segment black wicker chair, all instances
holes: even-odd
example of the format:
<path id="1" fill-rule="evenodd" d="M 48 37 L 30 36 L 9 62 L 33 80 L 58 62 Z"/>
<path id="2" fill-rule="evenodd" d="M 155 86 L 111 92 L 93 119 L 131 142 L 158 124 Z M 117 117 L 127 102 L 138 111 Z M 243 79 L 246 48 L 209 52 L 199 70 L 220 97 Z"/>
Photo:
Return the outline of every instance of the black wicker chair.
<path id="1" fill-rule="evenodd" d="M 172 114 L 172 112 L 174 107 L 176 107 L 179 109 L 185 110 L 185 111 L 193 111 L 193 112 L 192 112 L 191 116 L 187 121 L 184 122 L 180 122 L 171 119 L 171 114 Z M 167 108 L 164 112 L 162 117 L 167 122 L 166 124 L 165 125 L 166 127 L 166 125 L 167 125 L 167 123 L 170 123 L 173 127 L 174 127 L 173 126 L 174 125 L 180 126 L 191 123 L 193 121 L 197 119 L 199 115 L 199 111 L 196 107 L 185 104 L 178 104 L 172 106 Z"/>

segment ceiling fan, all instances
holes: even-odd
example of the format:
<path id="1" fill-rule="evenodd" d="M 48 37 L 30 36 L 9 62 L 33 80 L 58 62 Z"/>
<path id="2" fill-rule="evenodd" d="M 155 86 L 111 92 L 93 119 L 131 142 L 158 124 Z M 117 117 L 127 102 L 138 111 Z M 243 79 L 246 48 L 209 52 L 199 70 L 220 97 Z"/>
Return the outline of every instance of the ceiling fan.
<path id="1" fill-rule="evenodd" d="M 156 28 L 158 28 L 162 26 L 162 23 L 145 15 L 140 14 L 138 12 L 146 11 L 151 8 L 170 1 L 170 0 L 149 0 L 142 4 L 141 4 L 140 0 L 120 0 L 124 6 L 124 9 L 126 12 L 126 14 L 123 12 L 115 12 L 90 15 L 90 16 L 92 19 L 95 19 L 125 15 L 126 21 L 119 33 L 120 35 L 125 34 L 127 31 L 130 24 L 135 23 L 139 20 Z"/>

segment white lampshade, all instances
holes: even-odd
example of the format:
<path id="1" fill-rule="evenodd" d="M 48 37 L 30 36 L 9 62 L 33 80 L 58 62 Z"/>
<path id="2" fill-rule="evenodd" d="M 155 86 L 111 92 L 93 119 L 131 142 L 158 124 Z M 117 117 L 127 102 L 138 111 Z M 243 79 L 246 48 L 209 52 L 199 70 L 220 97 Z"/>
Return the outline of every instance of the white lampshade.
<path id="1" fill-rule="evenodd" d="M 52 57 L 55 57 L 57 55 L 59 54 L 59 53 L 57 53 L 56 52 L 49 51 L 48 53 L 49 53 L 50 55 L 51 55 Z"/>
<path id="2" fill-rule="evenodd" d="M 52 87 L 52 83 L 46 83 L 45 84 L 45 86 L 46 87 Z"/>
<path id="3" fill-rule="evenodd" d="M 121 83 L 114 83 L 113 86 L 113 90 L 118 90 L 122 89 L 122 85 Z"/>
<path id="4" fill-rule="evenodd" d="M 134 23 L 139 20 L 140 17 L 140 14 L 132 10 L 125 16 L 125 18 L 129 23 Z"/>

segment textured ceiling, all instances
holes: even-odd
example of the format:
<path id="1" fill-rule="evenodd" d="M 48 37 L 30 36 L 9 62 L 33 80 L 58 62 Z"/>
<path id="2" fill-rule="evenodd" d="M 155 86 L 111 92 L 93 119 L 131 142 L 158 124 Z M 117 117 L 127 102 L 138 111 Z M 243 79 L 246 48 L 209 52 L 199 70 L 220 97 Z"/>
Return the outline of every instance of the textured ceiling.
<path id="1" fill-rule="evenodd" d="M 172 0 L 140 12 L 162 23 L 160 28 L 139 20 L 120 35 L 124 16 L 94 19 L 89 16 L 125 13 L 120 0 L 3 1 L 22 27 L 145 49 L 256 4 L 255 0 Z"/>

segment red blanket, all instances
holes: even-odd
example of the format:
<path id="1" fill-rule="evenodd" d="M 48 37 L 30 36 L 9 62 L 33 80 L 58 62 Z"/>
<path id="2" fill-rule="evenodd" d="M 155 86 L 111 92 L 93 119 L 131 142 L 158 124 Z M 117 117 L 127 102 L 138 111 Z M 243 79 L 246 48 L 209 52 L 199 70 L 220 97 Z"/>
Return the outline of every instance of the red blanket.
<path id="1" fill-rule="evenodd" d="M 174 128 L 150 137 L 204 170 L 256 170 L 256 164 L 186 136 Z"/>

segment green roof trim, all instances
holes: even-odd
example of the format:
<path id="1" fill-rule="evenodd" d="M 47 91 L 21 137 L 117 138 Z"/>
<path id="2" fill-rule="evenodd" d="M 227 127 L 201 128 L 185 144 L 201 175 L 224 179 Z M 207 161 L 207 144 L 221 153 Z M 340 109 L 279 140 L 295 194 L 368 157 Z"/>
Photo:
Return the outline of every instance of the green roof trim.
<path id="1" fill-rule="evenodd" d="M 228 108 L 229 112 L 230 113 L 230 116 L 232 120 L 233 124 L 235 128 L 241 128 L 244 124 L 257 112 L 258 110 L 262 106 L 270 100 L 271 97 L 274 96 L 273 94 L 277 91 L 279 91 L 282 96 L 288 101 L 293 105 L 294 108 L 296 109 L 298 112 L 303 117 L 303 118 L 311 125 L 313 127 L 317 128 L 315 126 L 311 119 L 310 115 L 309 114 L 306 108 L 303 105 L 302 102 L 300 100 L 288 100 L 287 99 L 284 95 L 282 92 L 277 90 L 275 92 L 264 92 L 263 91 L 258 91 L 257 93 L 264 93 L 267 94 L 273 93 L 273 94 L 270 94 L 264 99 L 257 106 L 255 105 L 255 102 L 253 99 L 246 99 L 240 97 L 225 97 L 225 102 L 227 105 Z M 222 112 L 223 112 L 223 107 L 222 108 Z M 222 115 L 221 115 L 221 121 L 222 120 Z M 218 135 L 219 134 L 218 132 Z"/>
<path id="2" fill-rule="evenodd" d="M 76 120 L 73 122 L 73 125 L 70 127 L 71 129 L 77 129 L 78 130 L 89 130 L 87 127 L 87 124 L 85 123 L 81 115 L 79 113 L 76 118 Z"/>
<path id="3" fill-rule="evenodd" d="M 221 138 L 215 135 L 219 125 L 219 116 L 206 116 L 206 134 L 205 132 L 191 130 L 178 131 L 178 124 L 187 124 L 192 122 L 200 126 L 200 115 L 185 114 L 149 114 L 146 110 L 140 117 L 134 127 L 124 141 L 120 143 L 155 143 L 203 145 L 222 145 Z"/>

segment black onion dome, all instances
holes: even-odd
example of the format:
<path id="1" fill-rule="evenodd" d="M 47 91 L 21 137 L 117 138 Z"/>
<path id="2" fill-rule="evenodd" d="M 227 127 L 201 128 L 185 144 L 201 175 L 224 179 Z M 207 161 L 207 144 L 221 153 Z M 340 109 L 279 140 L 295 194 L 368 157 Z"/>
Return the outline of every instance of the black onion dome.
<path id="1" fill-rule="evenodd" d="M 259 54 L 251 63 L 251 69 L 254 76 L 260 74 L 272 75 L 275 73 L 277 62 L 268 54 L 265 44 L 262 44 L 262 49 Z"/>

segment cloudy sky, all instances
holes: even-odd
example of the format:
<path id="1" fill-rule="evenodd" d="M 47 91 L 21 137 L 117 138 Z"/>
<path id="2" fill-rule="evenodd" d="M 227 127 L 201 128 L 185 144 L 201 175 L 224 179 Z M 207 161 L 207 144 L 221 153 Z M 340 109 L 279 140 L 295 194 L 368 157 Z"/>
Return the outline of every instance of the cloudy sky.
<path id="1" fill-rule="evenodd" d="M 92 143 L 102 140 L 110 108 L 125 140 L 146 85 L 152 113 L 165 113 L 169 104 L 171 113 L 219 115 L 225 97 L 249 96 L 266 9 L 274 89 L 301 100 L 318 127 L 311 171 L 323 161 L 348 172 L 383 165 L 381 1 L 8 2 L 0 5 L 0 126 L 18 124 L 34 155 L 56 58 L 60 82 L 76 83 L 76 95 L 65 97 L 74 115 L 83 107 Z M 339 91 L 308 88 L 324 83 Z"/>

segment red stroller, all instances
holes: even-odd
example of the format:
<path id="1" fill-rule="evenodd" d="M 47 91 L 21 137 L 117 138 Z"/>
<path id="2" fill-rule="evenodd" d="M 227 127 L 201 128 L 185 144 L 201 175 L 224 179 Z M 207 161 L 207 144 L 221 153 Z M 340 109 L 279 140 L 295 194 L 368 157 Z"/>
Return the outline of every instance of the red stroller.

### Exercise
Echo the records beginning at the line that contains "segment black onion dome, all instances" and stopping after the line that contains "92 143 L 102", with both of those lines included.

### The solution
segment black onion dome, all instances
holes: even-odd
example of the format:
<path id="1" fill-rule="evenodd" d="M 47 91 L 21 137 L 117 138 Z"/>
<path id="2" fill-rule="evenodd" d="M 227 127 L 201 128 L 185 144 L 201 175 L 224 179 Z M 207 161 L 207 144 L 221 153 Z M 340 109 L 279 140 L 295 194 L 368 157 Z"/>
Return the outline of every instance of the black onion dome.
<path id="1" fill-rule="evenodd" d="M 259 54 L 251 63 L 251 69 L 254 76 L 260 74 L 272 75 L 275 73 L 277 62 L 268 54 L 265 44 L 262 44 L 262 49 Z"/>

segment cloudy sky, all instances
holes: even-odd
example of the format:
<path id="1" fill-rule="evenodd" d="M 47 91 L 21 137 L 117 138 Z"/>
<path id="2" fill-rule="evenodd" d="M 227 127 L 201 128 L 185 144 L 201 175 L 224 179 Z M 207 161 L 207 144 L 221 153 Z M 340 109 L 279 140 L 295 194 L 368 157 Z"/>
Return the outline of every instance of the cloudy sky.
<path id="1" fill-rule="evenodd" d="M 92 143 L 102 140 L 110 108 L 125 140 L 146 85 L 152 113 L 165 113 L 169 104 L 171 113 L 219 115 L 225 97 L 249 96 L 266 9 L 274 89 L 301 100 L 318 127 L 311 171 L 323 161 L 348 172 L 383 165 L 381 1 L 8 2 L 0 5 L 0 126 L 18 124 L 34 155 L 56 58 L 60 82 L 76 83 L 76 95 L 65 97 L 74 115 L 83 107 Z M 339 91 L 308 88 L 324 83 Z"/>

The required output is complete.